**Extrait source**
Un bon généraliste, à mon sens, reconnaît la prévalence de la maladie qu’il rencontre. Pour les non-initiés, la prévalence représente le nombre de personnes atteintes par une maladie à un moment donné, rapporté à la population totale. À partir d’une certaine prévalence, le médecin de ville s’oblige à transférer le patient à un spécialiste de médecine interne. L’interniste, comme on l’appelle, voit souvent ces maladies peu fréquentes ; il effectuera la ribambelle de bilans d’exception qu’on ne prescrit jamais en ville. Connaître ses limites, ce n’est pas renoncer au savoir. C’est savoir que l’on fait bien ce que l’on fait fréquemment et renoncer à tout faire.

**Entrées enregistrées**
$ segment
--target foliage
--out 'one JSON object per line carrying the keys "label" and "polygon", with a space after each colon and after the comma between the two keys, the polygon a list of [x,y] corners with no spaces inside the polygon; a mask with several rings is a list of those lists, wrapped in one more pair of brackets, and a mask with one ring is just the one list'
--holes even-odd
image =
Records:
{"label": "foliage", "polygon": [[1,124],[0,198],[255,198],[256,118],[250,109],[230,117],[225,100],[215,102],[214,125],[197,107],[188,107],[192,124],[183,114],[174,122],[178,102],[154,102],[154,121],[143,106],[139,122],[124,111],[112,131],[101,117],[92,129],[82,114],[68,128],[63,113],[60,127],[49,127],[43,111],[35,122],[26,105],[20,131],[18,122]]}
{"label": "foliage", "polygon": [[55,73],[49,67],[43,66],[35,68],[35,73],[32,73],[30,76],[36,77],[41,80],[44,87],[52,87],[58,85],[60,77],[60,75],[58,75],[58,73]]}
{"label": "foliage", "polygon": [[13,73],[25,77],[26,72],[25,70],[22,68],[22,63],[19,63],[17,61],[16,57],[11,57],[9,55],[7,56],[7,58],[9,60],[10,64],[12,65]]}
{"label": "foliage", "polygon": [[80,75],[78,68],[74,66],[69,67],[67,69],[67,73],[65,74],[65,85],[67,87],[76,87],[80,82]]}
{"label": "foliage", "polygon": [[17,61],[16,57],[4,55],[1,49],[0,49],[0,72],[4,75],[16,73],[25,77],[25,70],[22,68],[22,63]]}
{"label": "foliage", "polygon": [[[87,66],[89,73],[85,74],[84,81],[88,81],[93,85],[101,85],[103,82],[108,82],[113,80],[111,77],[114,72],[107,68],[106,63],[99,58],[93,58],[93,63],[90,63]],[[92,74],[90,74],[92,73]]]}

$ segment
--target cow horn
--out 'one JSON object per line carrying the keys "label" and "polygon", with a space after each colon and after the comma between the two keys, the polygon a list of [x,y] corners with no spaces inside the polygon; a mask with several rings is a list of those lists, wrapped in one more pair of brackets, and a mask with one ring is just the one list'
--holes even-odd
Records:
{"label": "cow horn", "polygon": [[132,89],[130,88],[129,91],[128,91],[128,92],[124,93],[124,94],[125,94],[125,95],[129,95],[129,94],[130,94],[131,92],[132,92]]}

**Consignes à traiter**
1. Citez textuellement le passage de l'extrait sur la médecine générale, en partant des mots « Un bon généraliste, à » et en vous arrêtant après « à tout faire. ».
2. Résumez en deux phrases l'extrait sur la médecine générale.
3. Que représente la prévalence, d'après l'extrait sur la médecine générale ?
La liste qui précède constitue un matériau distinct de l'extrait.

**Réponses par consigne**
1.
Un bon généraliste, à mon sens, reconnaît la prévalence de la maladie qu’il rencontre. Pour les non-initiés, la prévalence représente le nombre de personnes atteintes par une maladie à un moment donné, rapporté à la population totale. À partir d’une certaine prévalence, le médecin de ville s’oblige à transférer le patient à un spécialiste de médecine interne. L’interniste, comme on l’appelle, voit souvent ces maladies peu fréquentes ; il effectuera la ribambelle de bilans d’exception qu’on ne prescrit jamais en ville. Connaître ses limites, ce n’est pas renoncer au savoir. C’est savoir que l’on fait bien ce que l’on fait fréquemment et renoncer à tout faire.

2. Selon l'extrait, un bon généraliste reconnaît la prévalence des maladies qu'il rencontre et, à partir d'une certaine prévalence, transfère le patient à un interniste, qui voit souvent ces maladies peu fréquentes et effectue des bilans d'exception jamais prescrits en ville. Connaître ses limites, ce n'est pas renoncer au savoir, mais savoir que l'on fait bien ce que l'on fait fréquemment et renoncer à tout faire.

3. Le nombre de personnes atteintes par une maladie à un moment donné, rapporté à la population totale.